• [Task prompt] Give only the lines from the one containing "of the shoe" through the end of the material below, exactly as written.

• [Information provided]

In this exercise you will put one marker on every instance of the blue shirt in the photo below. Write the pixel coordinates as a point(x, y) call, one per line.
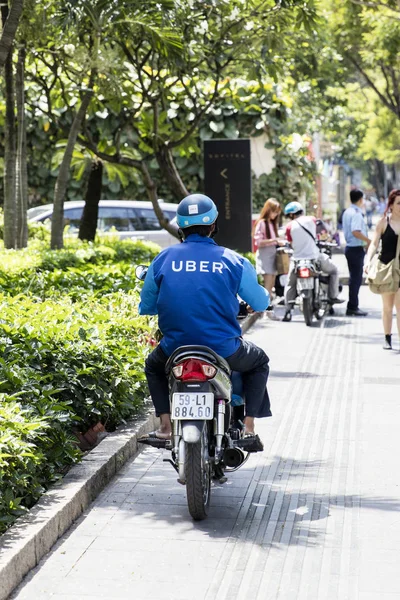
point(353, 220)
point(193, 289)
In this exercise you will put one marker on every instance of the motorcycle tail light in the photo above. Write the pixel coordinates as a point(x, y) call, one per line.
point(177, 371)
point(194, 369)
point(208, 370)
point(304, 272)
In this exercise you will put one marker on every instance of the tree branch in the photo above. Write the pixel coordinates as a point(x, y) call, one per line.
point(383, 98)
point(9, 29)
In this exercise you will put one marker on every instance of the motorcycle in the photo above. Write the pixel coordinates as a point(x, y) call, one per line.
point(312, 286)
point(207, 412)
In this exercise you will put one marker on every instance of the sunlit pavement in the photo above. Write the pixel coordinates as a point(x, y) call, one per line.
point(316, 515)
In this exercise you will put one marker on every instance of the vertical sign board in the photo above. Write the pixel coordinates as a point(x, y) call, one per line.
point(227, 180)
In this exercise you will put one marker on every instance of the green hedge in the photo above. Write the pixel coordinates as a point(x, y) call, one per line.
point(71, 354)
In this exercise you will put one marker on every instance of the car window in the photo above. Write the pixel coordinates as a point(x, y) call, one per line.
point(149, 220)
point(72, 218)
point(37, 210)
point(114, 217)
point(134, 220)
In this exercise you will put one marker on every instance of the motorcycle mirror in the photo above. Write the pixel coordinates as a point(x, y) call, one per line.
point(141, 272)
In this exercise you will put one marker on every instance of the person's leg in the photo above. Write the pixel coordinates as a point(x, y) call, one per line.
point(252, 362)
point(387, 318)
point(355, 262)
point(329, 267)
point(397, 305)
point(158, 385)
point(269, 282)
point(387, 312)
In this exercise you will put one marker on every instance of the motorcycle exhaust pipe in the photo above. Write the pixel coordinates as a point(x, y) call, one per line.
point(233, 457)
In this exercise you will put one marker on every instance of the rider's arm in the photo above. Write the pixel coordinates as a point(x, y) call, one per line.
point(149, 294)
point(250, 290)
point(357, 226)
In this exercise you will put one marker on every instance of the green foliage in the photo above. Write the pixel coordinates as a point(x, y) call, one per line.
point(73, 347)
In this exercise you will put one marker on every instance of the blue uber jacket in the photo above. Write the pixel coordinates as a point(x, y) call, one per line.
point(193, 289)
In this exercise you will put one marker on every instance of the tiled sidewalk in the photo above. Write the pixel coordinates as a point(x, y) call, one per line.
point(315, 516)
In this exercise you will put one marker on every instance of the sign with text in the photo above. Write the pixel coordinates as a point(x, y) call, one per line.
point(227, 180)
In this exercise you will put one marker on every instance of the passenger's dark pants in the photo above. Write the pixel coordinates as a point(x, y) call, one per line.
point(249, 359)
point(355, 261)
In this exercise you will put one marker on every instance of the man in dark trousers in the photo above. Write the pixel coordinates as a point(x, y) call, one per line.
point(193, 288)
point(356, 235)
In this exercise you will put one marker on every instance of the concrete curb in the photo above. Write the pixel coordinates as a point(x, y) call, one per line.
point(26, 542)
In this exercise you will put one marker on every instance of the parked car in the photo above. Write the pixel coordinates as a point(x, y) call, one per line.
point(126, 218)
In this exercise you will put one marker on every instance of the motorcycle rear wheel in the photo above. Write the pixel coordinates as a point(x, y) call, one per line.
point(198, 478)
point(308, 310)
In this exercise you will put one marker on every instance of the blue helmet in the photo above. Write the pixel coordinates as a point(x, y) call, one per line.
point(293, 208)
point(196, 209)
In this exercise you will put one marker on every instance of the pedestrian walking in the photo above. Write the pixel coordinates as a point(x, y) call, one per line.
point(356, 235)
point(266, 241)
point(387, 235)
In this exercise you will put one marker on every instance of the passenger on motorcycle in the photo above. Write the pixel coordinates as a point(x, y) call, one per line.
point(301, 232)
point(193, 288)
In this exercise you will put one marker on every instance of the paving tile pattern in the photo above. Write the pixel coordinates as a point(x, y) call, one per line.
point(315, 516)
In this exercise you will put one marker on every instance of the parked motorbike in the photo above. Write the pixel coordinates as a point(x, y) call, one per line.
point(207, 411)
point(312, 286)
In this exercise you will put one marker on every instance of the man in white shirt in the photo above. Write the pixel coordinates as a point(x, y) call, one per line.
point(301, 232)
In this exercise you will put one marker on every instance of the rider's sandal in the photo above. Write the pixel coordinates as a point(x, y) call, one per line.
point(251, 443)
point(155, 438)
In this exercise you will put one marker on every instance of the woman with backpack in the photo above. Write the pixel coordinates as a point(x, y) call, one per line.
point(384, 276)
point(266, 242)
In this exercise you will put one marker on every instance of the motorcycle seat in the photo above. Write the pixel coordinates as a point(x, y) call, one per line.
point(324, 278)
point(197, 351)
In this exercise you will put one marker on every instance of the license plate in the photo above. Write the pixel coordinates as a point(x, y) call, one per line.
point(190, 405)
point(305, 284)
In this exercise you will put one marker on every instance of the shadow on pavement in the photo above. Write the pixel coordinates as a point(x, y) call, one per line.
point(277, 506)
point(293, 374)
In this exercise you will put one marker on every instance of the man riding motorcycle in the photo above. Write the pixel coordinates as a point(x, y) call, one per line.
point(193, 288)
point(301, 232)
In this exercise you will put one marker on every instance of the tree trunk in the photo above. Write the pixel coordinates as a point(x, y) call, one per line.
point(57, 222)
point(10, 153)
point(170, 172)
point(21, 191)
point(10, 24)
point(153, 197)
point(88, 225)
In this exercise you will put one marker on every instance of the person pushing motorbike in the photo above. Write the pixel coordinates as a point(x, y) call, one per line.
point(193, 288)
point(301, 232)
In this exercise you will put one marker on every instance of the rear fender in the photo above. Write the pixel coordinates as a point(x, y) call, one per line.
point(192, 430)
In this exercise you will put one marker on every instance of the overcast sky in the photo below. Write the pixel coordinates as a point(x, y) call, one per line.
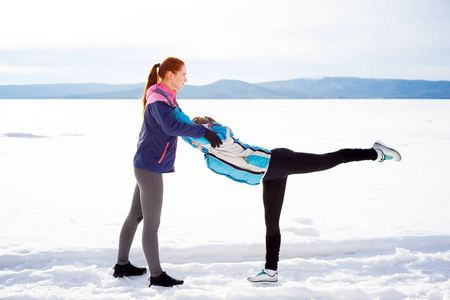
point(111, 41)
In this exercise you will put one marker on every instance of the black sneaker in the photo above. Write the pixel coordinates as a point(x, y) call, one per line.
point(165, 280)
point(128, 270)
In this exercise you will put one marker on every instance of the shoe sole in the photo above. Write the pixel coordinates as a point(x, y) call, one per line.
point(383, 146)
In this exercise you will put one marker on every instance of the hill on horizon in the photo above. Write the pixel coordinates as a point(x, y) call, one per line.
point(323, 88)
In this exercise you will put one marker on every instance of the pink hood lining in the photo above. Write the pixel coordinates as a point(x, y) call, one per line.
point(152, 96)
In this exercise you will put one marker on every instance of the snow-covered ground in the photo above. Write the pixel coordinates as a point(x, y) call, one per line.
point(364, 230)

• [Finished answer]
In this exercise you will put one marker on every instance of the shoe sole in the photo above. Write the pixel coordinates as a point(x, y) call, one per line.
point(383, 146)
In this exercise you will put one marker on every instance of the hill on horizon in the photo above. Write the pixel coordinates as a point(x, y) call, one per line.
point(323, 88)
In this exercise you will put one marker on every instance of the pink hood lining in the photo above. Write the pixel coordinates as a point(x, y) call, one per line.
point(152, 96)
In this exercise you will put one marker on every instance of the snow-covered ground in the photo above. Write the pixel coordinates as a point(x, y) call, one per line.
point(364, 230)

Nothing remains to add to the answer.